**EXTRACT:**
▼
Retired Brooklyn judge rumored to be tapped to help settle LICH case
Retired judge and former state senator Hon. William Thompson Sr., is rumored to have selected to mediate the contentious and controversial suit between Long Island College Hospital (LICH) and the State University of New York (SUNY) Downstate Medical Center (SUNY), which wishes to shut the hospital down.
Brooklyn Supreme Court Justice Johnny Lee Baynes, presiding judge in the LICH/SUNY case, has issued a temporary restraining order preventing SUNY from ceasing the hospital function of LICH. Supporters of LICH say that SUNY is violating the order and taking steps to shut LICH down. It is purported that Baynes has assigned Thompson to mediate the case and hopefully assist in bringing both sides to resolution.
Thompson, a graduate of Brooklyn College and Brooklyn Law School, has participated in settlement and compromise in one form or another since the inception of his career. In 1965, Thompson was elected to the New York State Senate, becoming the first black American elected to serve as state senator in New York. In 1968 he ran for Congress, but was defeated in the Democratic primary by the famed Shirley Chisholm, who became the first black woman elected to the U.S. Congress.
During his time as state senator, Thompson, a decorated war veteran who received a Purple Heart medal while serving in a segregated army unit during World War II, was the chairman of the Joint Legislative Committee on Child Care Needs. He worked alongside U.S. Senator Robert F. Kennedy in creating the Bedford-Stuyvesant Restoration Corporation, the first community development corporation in the country.
▲
**QUESTIONS:**
1. Revise the LICH mediation article, starting with "Thompson, a graduate" and going on through "in the country.", so that "chair" takes the place of "chairman".
2. Resume the article on the LICH mediation after its final sentence and carry it forward.
The records have no connection to the article about the LICH mediation.

**INFORMATION SUPPLIED:**
▼
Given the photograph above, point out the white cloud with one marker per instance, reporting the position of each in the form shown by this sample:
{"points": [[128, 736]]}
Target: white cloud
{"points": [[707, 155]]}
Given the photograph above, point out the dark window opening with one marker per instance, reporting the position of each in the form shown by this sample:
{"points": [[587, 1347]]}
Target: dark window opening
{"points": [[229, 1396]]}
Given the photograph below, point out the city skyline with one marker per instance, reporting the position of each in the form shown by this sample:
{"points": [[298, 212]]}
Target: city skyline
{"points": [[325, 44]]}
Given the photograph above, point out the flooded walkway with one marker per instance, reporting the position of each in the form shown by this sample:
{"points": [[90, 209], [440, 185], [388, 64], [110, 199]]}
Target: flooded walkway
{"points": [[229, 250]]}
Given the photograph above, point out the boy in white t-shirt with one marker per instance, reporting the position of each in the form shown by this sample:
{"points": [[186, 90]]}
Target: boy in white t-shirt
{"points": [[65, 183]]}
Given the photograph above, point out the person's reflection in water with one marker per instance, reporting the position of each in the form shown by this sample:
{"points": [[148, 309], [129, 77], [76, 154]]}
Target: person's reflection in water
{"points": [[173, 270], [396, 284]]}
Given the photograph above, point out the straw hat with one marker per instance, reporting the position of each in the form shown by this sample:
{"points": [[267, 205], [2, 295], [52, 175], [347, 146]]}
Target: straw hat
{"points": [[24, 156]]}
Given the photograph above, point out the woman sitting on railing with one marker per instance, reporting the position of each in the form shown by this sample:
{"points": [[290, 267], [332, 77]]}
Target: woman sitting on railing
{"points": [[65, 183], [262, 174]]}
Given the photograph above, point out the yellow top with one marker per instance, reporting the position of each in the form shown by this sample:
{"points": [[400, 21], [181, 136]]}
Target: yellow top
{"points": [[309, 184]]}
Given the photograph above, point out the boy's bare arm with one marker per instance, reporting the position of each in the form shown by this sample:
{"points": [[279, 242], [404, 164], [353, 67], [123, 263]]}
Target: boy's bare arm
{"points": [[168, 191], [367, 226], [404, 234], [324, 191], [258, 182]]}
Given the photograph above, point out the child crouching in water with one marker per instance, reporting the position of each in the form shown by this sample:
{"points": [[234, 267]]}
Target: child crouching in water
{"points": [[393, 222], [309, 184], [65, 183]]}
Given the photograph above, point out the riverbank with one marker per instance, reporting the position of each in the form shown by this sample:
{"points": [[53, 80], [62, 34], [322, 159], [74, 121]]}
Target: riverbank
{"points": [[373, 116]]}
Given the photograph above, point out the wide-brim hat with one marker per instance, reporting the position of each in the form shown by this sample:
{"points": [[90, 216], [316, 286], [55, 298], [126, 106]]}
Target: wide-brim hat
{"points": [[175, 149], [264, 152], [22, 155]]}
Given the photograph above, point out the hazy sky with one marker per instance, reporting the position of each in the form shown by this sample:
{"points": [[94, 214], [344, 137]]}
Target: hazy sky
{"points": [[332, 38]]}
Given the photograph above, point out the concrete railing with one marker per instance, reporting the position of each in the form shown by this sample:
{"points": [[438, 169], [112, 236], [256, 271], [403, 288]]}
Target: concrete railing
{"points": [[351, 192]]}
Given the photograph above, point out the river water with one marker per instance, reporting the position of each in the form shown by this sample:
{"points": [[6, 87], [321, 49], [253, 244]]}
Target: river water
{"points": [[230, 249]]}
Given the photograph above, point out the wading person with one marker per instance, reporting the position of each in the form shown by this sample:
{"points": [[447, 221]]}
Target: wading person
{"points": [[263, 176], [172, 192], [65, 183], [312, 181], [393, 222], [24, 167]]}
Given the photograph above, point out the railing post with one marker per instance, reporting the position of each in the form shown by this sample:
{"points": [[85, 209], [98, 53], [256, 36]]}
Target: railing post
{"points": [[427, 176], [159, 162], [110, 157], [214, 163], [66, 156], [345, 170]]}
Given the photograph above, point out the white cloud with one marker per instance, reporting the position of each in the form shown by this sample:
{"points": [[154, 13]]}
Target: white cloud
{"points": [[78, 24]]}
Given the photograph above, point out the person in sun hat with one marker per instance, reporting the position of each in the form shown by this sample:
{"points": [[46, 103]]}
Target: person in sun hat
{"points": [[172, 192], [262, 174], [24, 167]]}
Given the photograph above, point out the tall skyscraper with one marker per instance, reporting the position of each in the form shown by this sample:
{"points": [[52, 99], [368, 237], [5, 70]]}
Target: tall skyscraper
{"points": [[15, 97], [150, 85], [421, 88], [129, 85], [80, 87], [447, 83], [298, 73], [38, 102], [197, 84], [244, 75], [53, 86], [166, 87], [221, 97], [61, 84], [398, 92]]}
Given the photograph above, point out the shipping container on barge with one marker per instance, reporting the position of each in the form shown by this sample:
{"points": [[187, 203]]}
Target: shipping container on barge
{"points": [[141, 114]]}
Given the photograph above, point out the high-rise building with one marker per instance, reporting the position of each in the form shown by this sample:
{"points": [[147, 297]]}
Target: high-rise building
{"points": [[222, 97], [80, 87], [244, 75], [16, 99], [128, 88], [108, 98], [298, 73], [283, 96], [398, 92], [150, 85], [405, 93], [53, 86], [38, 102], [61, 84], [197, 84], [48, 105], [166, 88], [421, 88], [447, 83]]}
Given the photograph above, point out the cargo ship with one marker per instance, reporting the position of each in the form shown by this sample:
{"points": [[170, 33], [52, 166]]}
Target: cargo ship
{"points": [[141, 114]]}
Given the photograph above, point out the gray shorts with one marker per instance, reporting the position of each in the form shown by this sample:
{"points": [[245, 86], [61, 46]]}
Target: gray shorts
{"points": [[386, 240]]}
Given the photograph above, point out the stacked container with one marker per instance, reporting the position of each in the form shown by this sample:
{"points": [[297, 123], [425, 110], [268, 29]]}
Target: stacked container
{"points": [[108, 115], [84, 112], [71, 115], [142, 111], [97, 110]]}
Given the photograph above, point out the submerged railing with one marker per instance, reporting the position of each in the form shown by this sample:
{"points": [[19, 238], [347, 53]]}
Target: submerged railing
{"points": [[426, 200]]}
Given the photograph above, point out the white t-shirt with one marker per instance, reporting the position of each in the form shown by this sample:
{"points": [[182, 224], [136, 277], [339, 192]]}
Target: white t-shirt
▲
**RESPONSES FOR EACH TASK:**
1.
Thompson, a graduate of Brooklyn College and Brooklyn Law School, has participated in settlement and compromise in one form or another since the inception of his career. In 1965, Thompson was elected to the New York State Senate, becoming the first black American elected to serve as state senator in New York. In 1968 he ran for Congress, but was defeated in the Democratic primary by the famed Shirley Chisholm, who became the first black woman elected to the U.S. Congress.
During his time as state senator, Thompson, a decorated war veteran who received a Purple Heart medal while serving in a segregated army unit during World War II, was the chair of the Joint Legislative Committee on Child Care Needs. He worked alongside U.S. Senator Robert F. Kennedy in creating the Bedford-Stuyvesant Restoration Corporation, the first community development corporation in the country.

2.
Wanting to continue a career in addressing the needs of the people, Thompson was elected to the Brooklyn Supreme Court bench in 1974. Shortly after his election, Thompson was appointed to serve in the Appellate Term serving Brooklyn, Staten Island and Queens. Day in and day out, Thompson assisted in adjudicating the most complex of cases. Having served as an assistant administrative judge for Brooklyn and Staten Island, Thompson was appointed in 1980 by then-New York Gov. Hugh Carey to the Appellate Division for the Second Department. Thompson served as an associate justice until he retired in 2001.
Upon his retirement, Thompson stuck with his Brooklyn roots and joined the Brooklyn personal injury firm Ross & Hill. Thompson is known for his success in mediating complex cases and works with National Arbitration and Mediation, a likely reason why Baynes would have, if such selection is true, selected him for the LICH/SUNY case. Having mediated cases on complex topics such as construction law, labor law, real estate and commercial matters, Thompson has been ranked by New York Law Journal readers as one of the top 10 individual mediators in New York.
The official order from Baynes assigning Thompson as mediator on the LICH/SUNY case has not been released. As such, it is unclear if Thompson has been officially been appointed, and if so, what his duties and powers would entail.